** START DATA PROVIDED **

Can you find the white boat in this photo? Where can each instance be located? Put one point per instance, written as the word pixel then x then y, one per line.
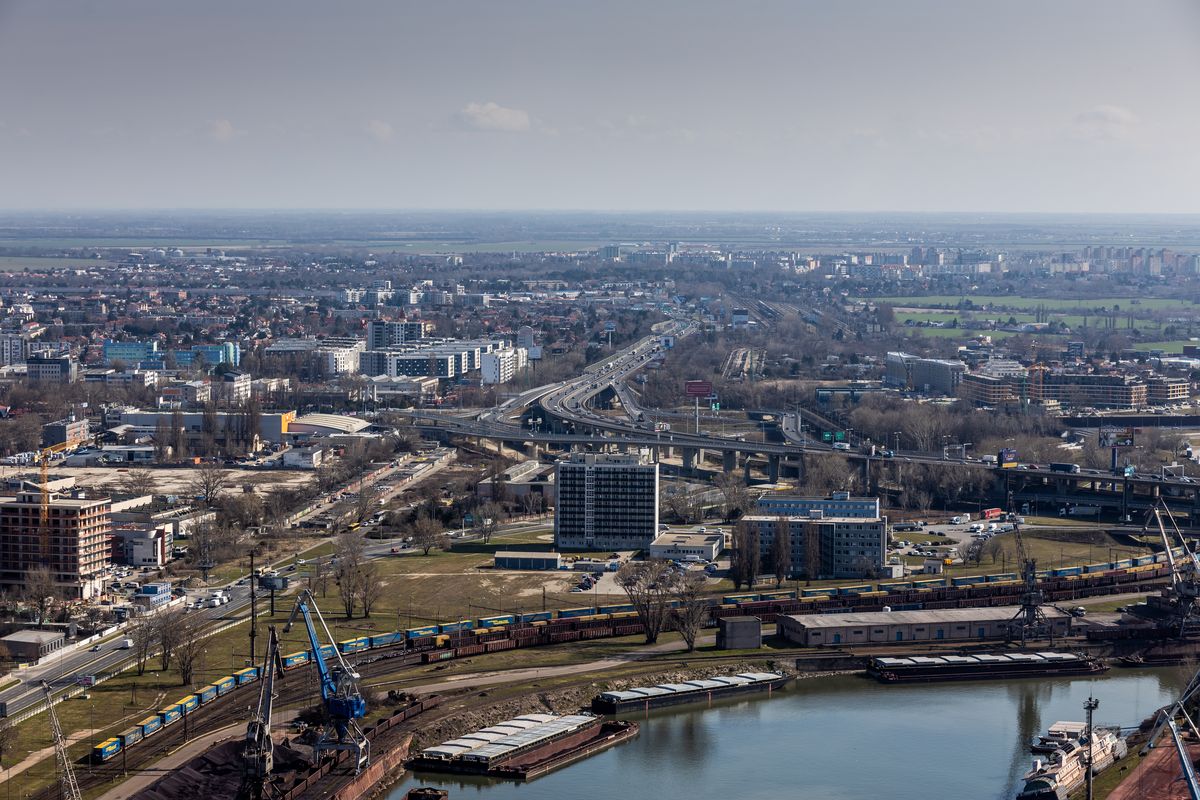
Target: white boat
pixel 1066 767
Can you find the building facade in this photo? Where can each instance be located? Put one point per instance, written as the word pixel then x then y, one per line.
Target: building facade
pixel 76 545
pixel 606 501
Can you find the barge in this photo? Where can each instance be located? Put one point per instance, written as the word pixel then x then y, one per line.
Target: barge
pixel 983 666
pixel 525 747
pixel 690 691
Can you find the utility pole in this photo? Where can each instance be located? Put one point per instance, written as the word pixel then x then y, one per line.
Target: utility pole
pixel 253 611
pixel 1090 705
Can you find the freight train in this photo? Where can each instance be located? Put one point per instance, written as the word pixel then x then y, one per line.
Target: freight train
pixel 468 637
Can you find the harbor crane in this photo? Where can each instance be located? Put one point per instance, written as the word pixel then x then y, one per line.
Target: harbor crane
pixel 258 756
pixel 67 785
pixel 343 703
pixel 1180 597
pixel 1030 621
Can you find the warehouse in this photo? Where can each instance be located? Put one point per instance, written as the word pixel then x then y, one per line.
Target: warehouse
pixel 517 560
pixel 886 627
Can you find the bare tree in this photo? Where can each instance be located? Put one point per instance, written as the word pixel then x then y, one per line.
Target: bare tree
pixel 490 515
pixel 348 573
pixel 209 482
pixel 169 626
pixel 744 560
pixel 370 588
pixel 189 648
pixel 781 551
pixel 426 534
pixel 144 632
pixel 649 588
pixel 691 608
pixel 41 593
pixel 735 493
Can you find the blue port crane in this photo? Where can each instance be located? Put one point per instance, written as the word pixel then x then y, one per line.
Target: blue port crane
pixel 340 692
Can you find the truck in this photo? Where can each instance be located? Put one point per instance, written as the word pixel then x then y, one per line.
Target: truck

** END DATA PROVIDED **

Rewrite every line of the records above as a numbered list, skipping blank lines. Leave the pictures out of your answer.

SOLUTION TO THE EXERCISE:
1. Can you find the white boat in this photo? Where can each instance be located? Put one point per instance, written as the word pixel then x then y, one per line.
2. Target: white boat
3. pixel 1066 767
4. Can you find the building facade in this photo? Where can each instance be located? Put one point per instance, written as the word pixel then x then y, one per line.
5. Target: building facade
6. pixel 76 545
7. pixel 606 501
8. Can you find the barge in this photo? Where can each instance be located? Put one point per instance, written as the word pixel then x then y, one per line.
9. Target: barge
10. pixel 983 666
11. pixel 525 747
12. pixel 690 691
13. Can you find the utility pole in this photo? Where can each instance be located? Put one point per instance, written as the word pixel then x then y, one per line.
14. Target: utility pole
15. pixel 253 611
16. pixel 1090 705
17. Can you find the freight train in this photo? Where can each instance be located? Put one point per instance, written as the word pixel then x then y, one per line.
18. Target: freight train
19. pixel 468 637
20. Can you find the harbor crane in this photo? Where can each instance be located? Put one point per instance, written as the word pixel then x then y, one per line.
21. Target: harbor crane
22. pixel 258 756
23. pixel 67 785
24. pixel 343 703
25. pixel 1180 597
26. pixel 1030 621
27. Can you find the warehouse in this photo? Where can each instance be located? Put one point per instance, written as the word pixel then x then y, one per line.
28. Target: warehouse
29. pixel 517 560
30. pixel 886 627
31. Can you find the bare tree in this photo? Where can each instance be located? Put one point per instance, written as the word pixel then x then y, one per line.
32. Target: bare tree
33. pixel 490 515
34. pixel 348 573
35. pixel 209 482
36. pixel 169 626
37. pixel 744 560
38. pixel 370 588
39. pixel 189 648
40. pixel 781 551
41. pixel 426 534
42. pixel 144 632
43. pixel 649 588
44. pixel 691 608
45. pixel 41 593
46. pixel 735 493
47. Can you find the blue port crane in this photo? Where can each instance be located? Put one point per instance, written as the word pixel then x then y, one per line.
48. Target: blue port crane
49. pixel 340 692
50. Can you find the truck in this photo? Where can each instance be located? Put one point per instance, written as the word pixel then x then y, one per line.
51. Target: truck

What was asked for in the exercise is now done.